What to work on – When you repeat the material, keep each line exact and omit the pictures.

Task input Block Start

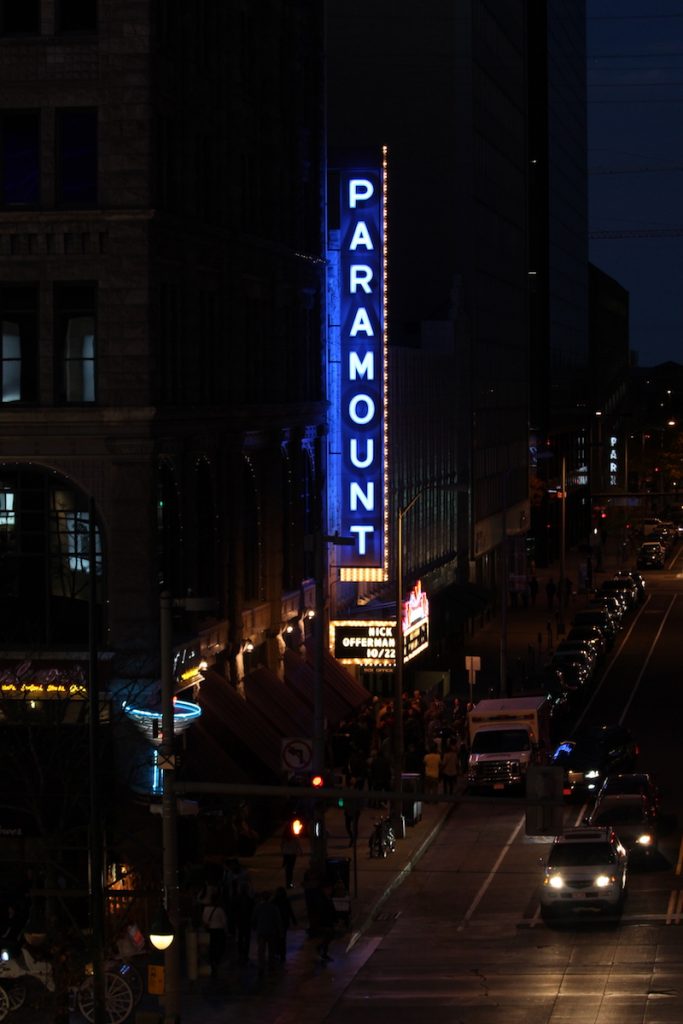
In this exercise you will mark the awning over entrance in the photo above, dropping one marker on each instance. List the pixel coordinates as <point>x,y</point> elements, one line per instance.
<point>288,715</point>
<point>341,693</point>
<point>469,599</point>
<point>238,739</point>
<point>239,728</point>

Task input Block End

Output for this exercise –
In this exercise you will mark the awning over entrance in the photo above, dropping one marker on each instance. List the pixel coordinates as <point>x,y</point> elements, one line per instance.
<point>288,715</point>
<point>341,693</point>
<point>469,599</point>
<point>238,739</point>
<point>239,728</point>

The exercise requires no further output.